● WRITTEN PROBLEM: According to the review below of the Looking for Alibrandi stage adaptation, why do the supporting characters played by Malcolm fail to make a lasting or emotional impact on the audience? Answer in one to three sentences.

Blood is thicker than passata in Vidya Rajan’s new take on Melina Marchetta’s Year 12 English staple, Looking for Alibrandi.
Josie Alibrandi has been part of Australia’s consciousness since the early 1990s. From hiding a copy of Dolly Magazine inside a bible to the confusing love-triangle between preppy John Barton (Ashton Malcolm) and rugged Redfernite Jacob Coote (Riley Warner), Josie’s story had just enough spunk to endear and enthral readers. But it was her complicated relationship with her past and present while fighting against Australian racism, a complicated Italian-Australian upbringing, and ‘curse’ passed down from her grandmother, Katia (Jennifer Vuletic) and mother, Christina (Lucia Mastrantone) that established Looking for Alibrandi as a cherished text and celebrated film, rooted deep in Australia’s tangled history of the marginalising Italian migrants.
These roots, now spreading to the stage, tell a familiar, but revitalised story of Josephine Alibrandi — through a louder, more assured voice thanks to its star, Chanella Macri.
Rajan’s adaptation, directed by Stephen Nicolazzo, is a deviation from the more expected beats of Marchetta’s source material. There is more introspection, abstractions and fire in Josie’s story. Navigating her final year at a prestigious all-girls Catholic school in Sydney’s North Shore, Josie must deal with blonde bullies and the return of her estranged father (Chris Asimos).
Jennifer Vuletic, Lucia Mastrantone and Chanella Macri portray three generations of Alibrandi women. Photo: Matt Byrne / Supplied
Macri’s Josie is funny, effervescent and dominating of the stage – if occasionally a little too self-assured for an insecure teenager with a crippling fear of God. That confidence seems mislaid in some of the play’s more intimate and confusing moments where the story begged for naivety and nuance. Similarly, supporting characters, including Josie’s main rival ‘Poison’ Ivy and potential love interest John Barton (both played by Malcolm) were confusing additions, and often felt bombastic and comical, veering too much into caricature to make a lasting or emotional impact on the audience — which was unfortunate for the latter’s storyline.
The hot and sweaty setting of 1990s Sydney – Pauline Hanson, Silverchair, and wraparound sunnies – also got lost in this iteration of the work. There are flashes of Tina Arena’s ‘Sorrento Moon (I Remember)’, and some beautiful live singing from Vuletic’s Katia, but it doesn’t quite convey some of the important touchstones that might tickle audiences’ nostalgia and understanding of the cultural context.

● DATA EXCERPTS:

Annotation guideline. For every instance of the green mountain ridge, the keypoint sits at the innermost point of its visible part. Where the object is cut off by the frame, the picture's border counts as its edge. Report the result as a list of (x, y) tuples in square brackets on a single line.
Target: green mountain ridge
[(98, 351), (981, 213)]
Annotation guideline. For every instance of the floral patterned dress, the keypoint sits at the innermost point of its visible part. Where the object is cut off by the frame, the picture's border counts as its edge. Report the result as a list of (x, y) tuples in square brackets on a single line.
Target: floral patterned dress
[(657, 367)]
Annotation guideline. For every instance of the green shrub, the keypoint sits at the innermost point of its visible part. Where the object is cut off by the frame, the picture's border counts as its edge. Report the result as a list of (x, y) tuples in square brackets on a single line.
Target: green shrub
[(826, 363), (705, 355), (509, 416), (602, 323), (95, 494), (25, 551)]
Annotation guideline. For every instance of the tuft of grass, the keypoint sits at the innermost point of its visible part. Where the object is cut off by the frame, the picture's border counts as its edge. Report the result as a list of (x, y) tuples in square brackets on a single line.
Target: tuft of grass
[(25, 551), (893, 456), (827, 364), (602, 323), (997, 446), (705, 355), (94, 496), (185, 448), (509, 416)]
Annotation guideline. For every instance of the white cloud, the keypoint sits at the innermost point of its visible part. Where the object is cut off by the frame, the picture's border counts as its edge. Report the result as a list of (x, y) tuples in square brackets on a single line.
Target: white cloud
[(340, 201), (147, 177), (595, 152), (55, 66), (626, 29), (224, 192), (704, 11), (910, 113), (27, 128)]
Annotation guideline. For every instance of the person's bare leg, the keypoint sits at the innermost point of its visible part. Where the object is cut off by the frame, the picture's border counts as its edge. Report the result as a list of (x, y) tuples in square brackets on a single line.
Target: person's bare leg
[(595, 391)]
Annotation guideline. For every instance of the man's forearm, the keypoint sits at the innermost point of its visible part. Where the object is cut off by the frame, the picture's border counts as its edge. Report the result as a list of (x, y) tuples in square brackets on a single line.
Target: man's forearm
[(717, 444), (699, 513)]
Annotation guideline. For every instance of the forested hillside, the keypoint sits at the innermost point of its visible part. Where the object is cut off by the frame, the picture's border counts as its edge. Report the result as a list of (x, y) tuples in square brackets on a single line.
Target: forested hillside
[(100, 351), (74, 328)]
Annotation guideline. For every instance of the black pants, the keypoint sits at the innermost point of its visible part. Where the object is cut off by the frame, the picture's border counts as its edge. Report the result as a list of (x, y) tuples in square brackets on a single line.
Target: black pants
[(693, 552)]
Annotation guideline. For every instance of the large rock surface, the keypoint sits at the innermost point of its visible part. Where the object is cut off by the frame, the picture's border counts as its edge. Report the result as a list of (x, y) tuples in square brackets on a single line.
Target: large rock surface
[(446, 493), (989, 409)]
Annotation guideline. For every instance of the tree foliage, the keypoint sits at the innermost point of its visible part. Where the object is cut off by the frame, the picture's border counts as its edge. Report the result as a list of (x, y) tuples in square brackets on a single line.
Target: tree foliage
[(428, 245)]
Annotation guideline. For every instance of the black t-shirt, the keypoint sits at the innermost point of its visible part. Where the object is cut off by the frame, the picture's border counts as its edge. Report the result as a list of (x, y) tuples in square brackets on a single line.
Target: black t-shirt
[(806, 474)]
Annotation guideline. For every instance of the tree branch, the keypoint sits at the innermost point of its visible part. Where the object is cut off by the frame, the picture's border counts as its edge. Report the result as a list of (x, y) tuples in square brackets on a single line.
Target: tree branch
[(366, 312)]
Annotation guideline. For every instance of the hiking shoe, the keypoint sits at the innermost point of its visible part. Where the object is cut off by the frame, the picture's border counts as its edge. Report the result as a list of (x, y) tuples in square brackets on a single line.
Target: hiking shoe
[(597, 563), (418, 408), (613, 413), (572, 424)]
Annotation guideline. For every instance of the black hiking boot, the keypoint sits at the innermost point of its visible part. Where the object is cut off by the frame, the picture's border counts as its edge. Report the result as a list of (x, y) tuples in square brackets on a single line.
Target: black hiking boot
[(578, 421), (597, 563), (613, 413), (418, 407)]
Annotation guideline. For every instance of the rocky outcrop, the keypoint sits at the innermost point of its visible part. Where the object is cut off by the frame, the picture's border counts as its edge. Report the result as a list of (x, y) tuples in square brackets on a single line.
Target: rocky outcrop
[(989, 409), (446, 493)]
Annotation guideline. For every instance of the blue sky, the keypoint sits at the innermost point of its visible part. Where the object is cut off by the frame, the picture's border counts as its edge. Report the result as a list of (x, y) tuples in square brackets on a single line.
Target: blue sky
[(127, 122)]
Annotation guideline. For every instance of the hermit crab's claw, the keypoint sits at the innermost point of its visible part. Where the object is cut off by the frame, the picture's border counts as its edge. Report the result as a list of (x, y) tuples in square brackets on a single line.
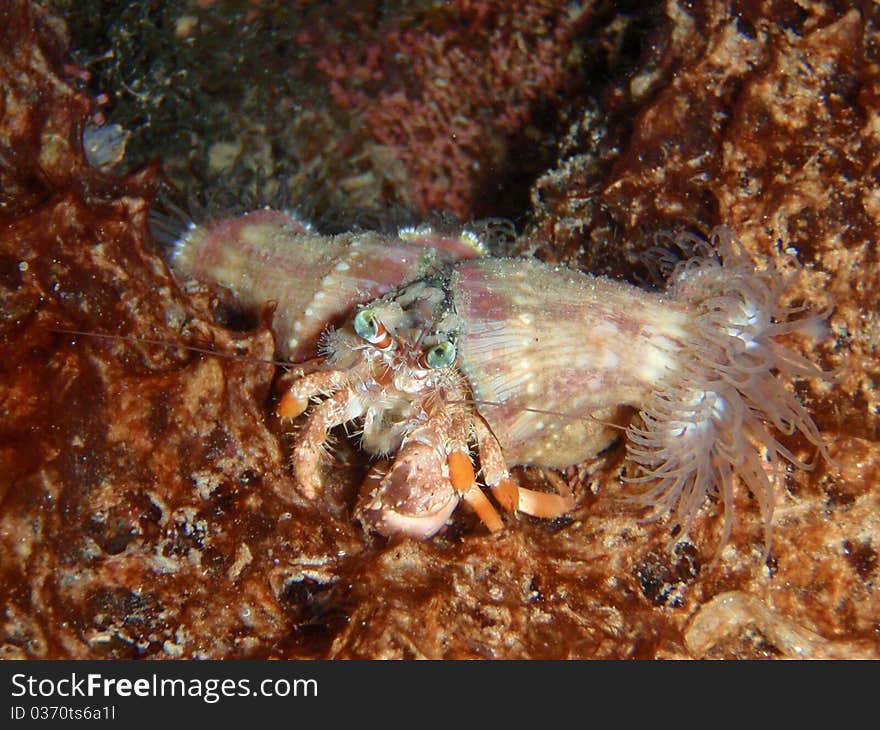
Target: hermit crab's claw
[(414, 498)]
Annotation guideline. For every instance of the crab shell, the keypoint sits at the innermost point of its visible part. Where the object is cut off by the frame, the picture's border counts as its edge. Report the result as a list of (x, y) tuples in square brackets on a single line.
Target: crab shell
[(314, 281)]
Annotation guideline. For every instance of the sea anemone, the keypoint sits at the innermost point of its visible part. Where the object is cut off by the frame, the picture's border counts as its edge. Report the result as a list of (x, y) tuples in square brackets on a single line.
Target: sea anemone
[(718, 416)]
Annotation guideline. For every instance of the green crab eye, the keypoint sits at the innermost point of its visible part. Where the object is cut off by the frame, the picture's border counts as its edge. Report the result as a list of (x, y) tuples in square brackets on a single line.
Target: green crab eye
[(442, 355), (366, 325)]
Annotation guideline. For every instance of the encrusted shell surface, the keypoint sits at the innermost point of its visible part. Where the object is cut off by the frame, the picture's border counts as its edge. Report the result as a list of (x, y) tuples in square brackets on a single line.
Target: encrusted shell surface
[(313, 280)]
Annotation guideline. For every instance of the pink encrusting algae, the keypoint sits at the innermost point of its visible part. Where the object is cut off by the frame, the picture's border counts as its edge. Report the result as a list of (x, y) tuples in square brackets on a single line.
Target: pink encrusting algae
[(441, 352)]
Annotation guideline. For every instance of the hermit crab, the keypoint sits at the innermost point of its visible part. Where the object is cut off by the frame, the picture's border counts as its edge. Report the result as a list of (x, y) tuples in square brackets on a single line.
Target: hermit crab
[(442, 354)]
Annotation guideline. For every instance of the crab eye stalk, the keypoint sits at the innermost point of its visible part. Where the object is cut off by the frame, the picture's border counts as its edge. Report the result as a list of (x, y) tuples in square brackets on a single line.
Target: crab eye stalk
[(440, 356), (368, 327)]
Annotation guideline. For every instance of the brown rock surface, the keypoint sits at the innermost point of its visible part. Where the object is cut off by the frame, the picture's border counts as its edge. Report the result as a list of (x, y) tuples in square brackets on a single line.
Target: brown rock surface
[(147, 506)]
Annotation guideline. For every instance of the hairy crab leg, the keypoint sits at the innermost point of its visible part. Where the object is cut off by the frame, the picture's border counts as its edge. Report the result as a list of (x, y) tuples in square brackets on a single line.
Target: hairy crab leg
[(340, 408), (507, 492)]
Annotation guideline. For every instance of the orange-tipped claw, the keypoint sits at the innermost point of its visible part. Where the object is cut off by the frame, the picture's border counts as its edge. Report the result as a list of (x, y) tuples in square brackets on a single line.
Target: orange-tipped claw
[(541, 504), (290, 406), (507, 494), (484, 509), (461, 471), (461, 474)]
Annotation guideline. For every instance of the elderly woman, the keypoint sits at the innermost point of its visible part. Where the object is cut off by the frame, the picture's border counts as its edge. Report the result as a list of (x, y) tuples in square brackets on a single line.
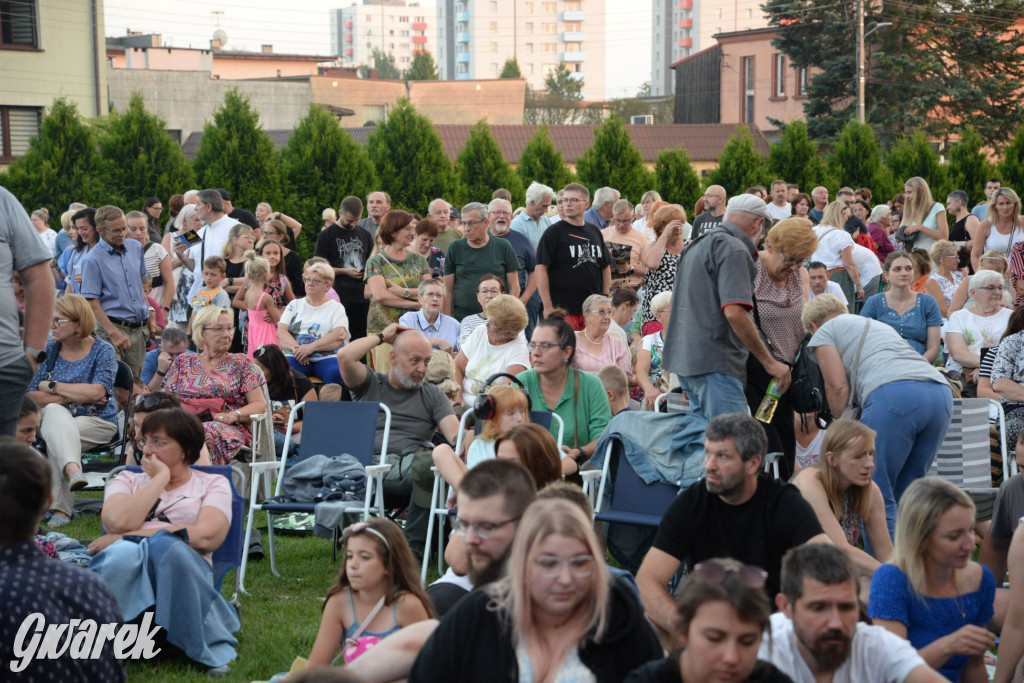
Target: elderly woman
[(595, 347), (903, 398), (312, 329), (557, 615), (440, 330), (222, 388), (915, 316), (487, 288), (394, 273), (977, 327), (182, 515), (836, 251), (75, 389), (497, 346), (662, 259)]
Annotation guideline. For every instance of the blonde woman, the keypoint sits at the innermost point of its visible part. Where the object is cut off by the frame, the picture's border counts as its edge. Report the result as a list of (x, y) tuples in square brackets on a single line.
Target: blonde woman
[(556, 615), (932, 594)]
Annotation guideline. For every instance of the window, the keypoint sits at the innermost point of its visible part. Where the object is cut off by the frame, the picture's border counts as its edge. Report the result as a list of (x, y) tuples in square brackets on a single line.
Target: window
[(17, 126), (747, 105), (778, 76)]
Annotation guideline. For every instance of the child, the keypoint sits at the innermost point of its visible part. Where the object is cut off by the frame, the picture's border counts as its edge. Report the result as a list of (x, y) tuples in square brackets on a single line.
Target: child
[(511, 409), (259, 305), (212, 293), (379, 571)]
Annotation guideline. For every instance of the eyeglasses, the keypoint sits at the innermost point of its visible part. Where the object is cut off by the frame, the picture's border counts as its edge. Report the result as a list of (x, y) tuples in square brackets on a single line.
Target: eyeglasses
[(549, 566), (482, 529), (543, 347), (716, 572)]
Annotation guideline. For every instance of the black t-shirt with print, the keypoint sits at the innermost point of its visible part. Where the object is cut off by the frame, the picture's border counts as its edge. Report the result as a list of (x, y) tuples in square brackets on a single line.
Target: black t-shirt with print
[(576, 256)]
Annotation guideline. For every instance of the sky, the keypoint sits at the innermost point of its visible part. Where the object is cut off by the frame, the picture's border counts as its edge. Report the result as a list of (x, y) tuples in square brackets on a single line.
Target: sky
[(303, 27)]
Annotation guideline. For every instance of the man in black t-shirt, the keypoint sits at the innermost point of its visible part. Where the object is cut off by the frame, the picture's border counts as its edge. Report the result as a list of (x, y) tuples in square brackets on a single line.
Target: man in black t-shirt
[(346, 248), (571, 259), (735, 511)]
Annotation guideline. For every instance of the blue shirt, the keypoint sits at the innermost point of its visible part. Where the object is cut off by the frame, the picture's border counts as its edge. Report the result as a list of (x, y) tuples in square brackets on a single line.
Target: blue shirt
[(911, 326), (115, 278), (531, 228), (444, 327)]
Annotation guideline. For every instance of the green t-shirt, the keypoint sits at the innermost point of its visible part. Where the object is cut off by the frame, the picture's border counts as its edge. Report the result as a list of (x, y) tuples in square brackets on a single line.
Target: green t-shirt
[(468, 264)]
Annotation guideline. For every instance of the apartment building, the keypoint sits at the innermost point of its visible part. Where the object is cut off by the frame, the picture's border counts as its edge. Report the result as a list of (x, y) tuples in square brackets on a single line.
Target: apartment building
[(392, 27), (475, 37)]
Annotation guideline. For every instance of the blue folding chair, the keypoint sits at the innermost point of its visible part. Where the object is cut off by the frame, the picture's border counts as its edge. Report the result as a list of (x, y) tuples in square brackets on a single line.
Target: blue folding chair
[(439, 494), (329, 428)]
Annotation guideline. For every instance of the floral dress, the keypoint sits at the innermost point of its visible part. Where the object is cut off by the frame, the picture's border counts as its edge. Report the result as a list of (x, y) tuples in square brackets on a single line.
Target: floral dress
[(220, 390), (406, 273)]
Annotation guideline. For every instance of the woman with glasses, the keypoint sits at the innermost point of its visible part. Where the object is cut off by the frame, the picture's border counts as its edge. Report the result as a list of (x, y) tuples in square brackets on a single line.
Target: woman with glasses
[(497, 346), (312, 329), (722, 614), (556, 384), (556, 615), (222, 388), (75, 389), (168, 571)]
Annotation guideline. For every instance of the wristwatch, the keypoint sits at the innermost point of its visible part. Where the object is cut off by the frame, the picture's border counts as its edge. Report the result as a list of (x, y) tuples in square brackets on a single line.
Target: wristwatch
[(38, 354)]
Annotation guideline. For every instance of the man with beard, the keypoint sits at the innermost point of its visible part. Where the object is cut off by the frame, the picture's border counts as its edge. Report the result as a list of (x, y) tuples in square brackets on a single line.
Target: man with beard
[(493, 497), (735, 511), (418, 410), (817, 637)]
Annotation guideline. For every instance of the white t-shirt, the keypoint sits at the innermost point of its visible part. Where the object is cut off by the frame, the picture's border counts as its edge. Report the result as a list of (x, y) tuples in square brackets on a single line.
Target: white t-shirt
[(307, 323), (876, 655), (484, 359), (978, 332), (832, 241), (834, 288)]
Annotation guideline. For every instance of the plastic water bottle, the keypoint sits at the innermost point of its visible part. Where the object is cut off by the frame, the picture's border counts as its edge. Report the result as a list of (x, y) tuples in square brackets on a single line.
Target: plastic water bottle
[(766, 411)]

● FINISHED TASK: The supporting characters, 'Poison' Ivy and John Barton, come across as confusing additions that often feel bombastic and comical. They veer too far into caricature to make a lasting or emotional impact, which the review calls unfortunate for John Barton's storyline.